# What you need to do
Please rewrite the part of the material below that opens with its first line and closes with the line containing "[106,709,204,757]", both ends included, reproducing every line, the requests among them. Scale each bounding-box coordinate in the answers by 0.7, rounding to whole numbers with halves going up, and leave everything else unchanged.

# Records for this task
• • •
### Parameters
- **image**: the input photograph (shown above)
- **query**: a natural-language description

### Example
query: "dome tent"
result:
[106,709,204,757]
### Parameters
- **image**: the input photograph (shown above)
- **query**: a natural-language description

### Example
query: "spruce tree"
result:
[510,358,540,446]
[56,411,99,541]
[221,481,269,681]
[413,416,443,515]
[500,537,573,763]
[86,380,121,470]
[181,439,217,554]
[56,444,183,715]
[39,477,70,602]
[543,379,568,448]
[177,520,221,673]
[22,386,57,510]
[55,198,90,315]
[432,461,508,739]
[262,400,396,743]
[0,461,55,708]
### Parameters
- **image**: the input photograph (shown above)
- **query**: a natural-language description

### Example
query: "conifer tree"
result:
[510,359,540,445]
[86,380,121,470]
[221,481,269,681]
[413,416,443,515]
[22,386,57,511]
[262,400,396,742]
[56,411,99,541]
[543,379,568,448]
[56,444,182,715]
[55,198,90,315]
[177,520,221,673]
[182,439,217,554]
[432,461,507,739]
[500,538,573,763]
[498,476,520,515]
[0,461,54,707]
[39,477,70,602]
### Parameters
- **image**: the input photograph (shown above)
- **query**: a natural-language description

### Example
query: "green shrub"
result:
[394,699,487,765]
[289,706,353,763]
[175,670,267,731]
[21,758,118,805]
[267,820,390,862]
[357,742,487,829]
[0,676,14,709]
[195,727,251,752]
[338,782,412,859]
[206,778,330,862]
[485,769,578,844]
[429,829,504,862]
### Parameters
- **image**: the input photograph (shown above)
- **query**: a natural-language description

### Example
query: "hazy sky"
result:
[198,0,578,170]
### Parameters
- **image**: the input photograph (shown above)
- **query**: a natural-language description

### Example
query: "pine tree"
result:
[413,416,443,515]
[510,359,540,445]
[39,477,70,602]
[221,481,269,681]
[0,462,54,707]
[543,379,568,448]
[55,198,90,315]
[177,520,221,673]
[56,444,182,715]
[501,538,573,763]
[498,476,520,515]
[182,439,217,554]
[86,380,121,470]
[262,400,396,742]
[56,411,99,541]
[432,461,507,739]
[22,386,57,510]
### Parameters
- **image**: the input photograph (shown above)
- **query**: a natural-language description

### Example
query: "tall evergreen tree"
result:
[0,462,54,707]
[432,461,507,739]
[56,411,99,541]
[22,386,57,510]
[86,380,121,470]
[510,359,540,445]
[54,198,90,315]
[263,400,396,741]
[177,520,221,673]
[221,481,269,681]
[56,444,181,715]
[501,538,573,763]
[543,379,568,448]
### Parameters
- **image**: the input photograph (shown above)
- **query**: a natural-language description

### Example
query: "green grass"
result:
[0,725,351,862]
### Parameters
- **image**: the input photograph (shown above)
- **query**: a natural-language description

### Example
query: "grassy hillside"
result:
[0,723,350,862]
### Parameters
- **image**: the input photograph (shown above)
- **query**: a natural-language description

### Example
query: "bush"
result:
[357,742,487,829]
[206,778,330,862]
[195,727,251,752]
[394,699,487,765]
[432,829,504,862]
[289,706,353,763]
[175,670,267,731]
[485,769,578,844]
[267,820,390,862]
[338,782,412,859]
• • •
# Task solution
### Parameters
- **image**: the input photograph (shown above)
- **query**: a natural-language description

### Example
query: "dome tent"
result:
[74,496,143,530]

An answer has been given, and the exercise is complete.